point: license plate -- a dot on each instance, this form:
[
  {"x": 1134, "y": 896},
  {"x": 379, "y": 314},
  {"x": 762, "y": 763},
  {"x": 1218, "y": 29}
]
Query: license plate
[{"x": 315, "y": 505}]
****************
Retype the whole listing exactly.

▶ _Exercise answer_:
point: license plate -- a dot on each instance, this form:
[
  {"x": 1134, "y": 896},
  {"x": 379, "y": 314},
  {"x": 762, "y": 763},
  {"x": 1218, "y": 29}
]
Query: license plate
[{"x": 315, "y": 505}]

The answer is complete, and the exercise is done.